Goal of the exercise.
From the text on dismissing an employee, list each thing the employer should provide or offer to help the employee improve.

It is key that you provide a clear performance plan to outline what the employee needs to do to improve. You should ensure you offer support and training to allow them to rectify the situation.
If things don’t improve and you reach the point of termination, this is dismissal on notice, so the employee is entitled to their full notice period.
Remember that it can be difficult having an employee around who knows they’ve just been dismissed, so it’s often easier just to meet your contractual obligation by paying out the notice period.
Alternatively, you can compel the employee to work and if they then choose not to, you are not contractually obliged to pay out their notice. We advise against this approach as it can often backfire and you end up with a disgruntled employee showing up at work every day.
Another important thing to watch out for is that you pause to give the employee time to consider the fairness of the termination terms and for you to consider their response. Even if a disciplinary meeting results in termination, and the employee expresses their disagreement on the spot, you must pause to consider their position before confirming an outcome.
If a termination process is already underway and an employee offers their resignation, we recommend you exercise caution. While the temptation is to jump at the opportunity to simplify the process, the employee may be attempting to instigate a constructive dismissal claim.
Constructive dismissal is when a business makes life so hard for an employee that they have no other option than to resign.
Beware of also running a disciplinary process that feels predetermined to the employee. In this case, they may resign and claim constructive dismissal.

Information supplied.
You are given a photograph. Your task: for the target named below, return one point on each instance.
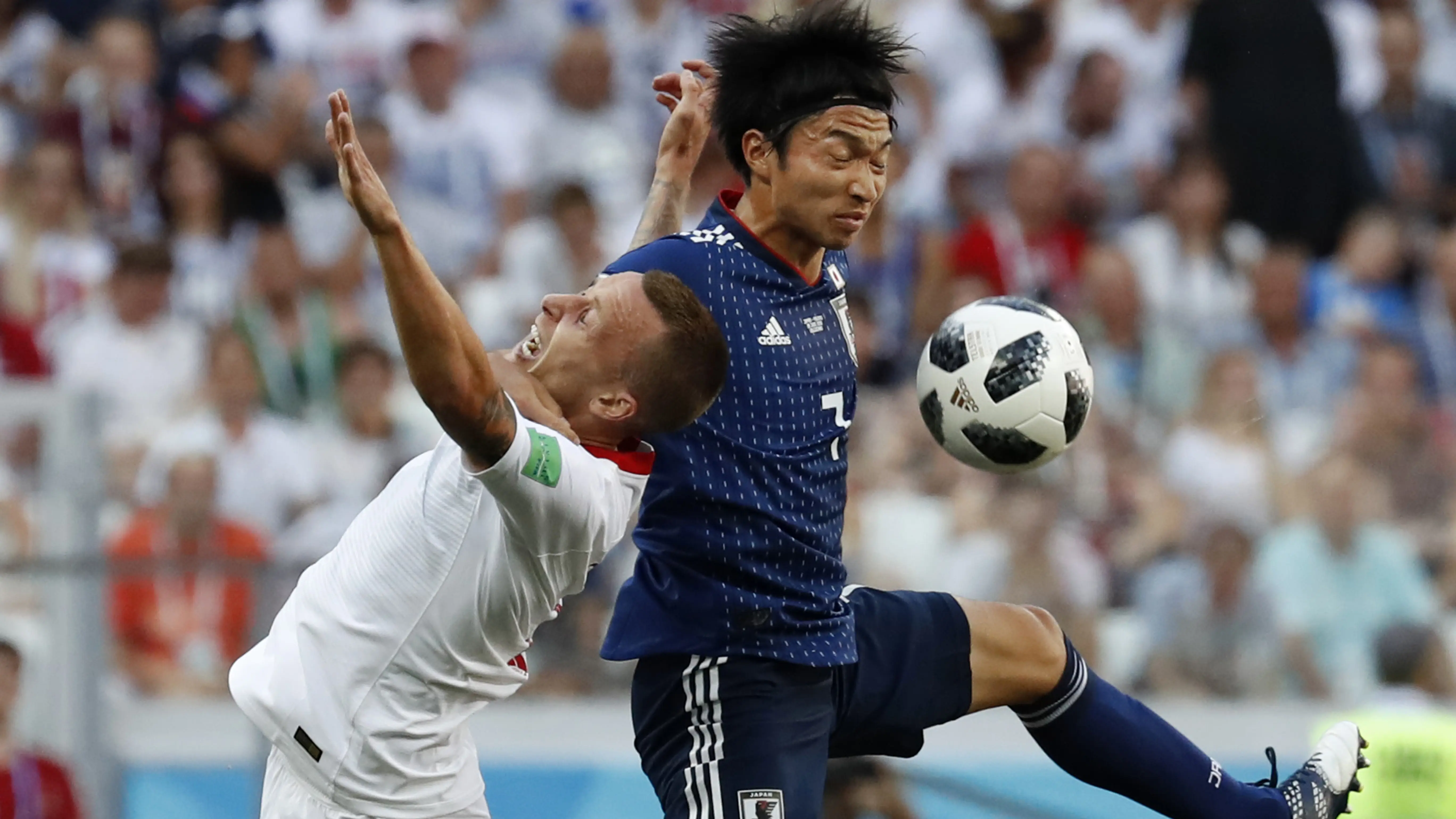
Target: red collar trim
(637, 460)
(730, 200)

Reply to the task.
- A clear performance plan
- Support
- Training